DIRECTIONS FOR THIS TASK |
The expected output is the line bearing "Target: black tarp cover" followed by all remaining lines of the records, each restated word for word.

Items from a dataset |

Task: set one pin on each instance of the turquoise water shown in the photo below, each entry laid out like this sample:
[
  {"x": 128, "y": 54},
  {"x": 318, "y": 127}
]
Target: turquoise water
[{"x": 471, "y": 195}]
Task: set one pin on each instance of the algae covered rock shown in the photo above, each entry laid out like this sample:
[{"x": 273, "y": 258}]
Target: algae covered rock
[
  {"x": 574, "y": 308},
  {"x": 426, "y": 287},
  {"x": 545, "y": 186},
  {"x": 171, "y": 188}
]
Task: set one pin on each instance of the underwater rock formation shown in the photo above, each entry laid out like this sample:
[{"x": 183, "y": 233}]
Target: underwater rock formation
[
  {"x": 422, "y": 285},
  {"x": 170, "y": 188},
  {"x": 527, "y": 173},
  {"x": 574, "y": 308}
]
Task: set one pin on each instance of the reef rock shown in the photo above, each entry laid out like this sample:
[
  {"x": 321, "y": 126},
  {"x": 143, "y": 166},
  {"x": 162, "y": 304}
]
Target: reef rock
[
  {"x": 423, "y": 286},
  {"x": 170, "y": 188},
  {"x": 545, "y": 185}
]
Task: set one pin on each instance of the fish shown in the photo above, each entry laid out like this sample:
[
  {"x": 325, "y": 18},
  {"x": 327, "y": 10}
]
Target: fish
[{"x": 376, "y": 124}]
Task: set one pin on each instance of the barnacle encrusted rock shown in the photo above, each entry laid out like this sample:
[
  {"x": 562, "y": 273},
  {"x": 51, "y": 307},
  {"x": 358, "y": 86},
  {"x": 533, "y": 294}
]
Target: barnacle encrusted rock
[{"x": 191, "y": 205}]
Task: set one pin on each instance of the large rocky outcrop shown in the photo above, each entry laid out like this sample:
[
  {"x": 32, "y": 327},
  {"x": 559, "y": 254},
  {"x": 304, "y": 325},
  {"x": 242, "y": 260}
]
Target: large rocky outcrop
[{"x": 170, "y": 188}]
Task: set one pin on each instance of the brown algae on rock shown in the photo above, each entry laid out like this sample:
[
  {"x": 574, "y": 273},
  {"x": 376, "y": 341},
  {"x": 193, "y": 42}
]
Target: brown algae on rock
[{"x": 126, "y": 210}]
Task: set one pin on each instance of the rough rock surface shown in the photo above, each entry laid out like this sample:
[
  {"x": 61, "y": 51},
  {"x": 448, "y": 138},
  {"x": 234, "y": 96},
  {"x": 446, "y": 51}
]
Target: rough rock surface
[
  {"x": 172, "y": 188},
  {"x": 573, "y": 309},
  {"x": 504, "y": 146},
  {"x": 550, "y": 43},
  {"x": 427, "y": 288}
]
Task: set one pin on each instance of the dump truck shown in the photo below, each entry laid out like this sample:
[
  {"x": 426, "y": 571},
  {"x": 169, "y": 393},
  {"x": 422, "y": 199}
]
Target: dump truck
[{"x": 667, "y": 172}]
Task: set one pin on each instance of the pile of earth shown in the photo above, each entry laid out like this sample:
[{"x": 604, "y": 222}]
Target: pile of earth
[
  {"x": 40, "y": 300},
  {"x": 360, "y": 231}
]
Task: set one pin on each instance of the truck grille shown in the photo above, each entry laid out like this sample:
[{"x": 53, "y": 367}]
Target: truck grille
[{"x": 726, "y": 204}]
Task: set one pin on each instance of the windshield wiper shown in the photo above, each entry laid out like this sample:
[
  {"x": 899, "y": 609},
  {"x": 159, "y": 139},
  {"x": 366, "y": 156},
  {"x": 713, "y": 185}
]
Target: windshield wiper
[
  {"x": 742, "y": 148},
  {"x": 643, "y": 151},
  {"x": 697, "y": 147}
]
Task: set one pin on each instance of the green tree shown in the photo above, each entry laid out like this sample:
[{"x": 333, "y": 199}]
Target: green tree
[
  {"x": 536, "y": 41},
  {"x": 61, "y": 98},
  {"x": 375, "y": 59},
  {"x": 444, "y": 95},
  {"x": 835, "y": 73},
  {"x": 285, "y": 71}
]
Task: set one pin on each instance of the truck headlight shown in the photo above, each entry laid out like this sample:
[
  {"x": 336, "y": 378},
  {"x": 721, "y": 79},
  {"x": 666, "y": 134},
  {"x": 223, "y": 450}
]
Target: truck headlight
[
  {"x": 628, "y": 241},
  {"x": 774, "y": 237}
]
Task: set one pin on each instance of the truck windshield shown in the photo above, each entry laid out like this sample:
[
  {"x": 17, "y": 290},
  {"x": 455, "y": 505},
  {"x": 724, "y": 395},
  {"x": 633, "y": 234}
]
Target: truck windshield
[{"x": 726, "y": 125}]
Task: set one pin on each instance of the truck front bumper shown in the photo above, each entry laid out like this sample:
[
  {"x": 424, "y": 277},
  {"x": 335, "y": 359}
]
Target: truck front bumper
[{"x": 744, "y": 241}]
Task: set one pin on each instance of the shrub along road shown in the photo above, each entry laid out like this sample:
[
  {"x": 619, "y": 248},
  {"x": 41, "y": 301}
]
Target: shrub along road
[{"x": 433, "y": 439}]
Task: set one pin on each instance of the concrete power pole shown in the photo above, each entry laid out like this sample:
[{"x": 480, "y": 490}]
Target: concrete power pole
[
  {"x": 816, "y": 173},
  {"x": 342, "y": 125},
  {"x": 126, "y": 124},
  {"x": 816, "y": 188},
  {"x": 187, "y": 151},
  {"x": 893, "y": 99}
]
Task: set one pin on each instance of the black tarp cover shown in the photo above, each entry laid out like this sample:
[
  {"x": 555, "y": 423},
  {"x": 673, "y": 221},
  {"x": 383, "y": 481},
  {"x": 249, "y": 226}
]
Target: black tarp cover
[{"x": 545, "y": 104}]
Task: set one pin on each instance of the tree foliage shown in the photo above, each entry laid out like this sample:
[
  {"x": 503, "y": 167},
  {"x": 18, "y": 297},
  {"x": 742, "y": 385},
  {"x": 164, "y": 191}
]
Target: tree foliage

WRITTEN RESPONSE |
Target: black tarp cover
[{"x": 545, "y": 104}]
Task: set one pin on each instance of the tree foliage shown in the photo above, each entry laid out like this sample:
[
  {"x": 503, "y": 167},
  {"x": 18, "y": 297},
  {"x": 742, "y": 385},
  {"x": 164, "y": 191}
]
Target: tree foliage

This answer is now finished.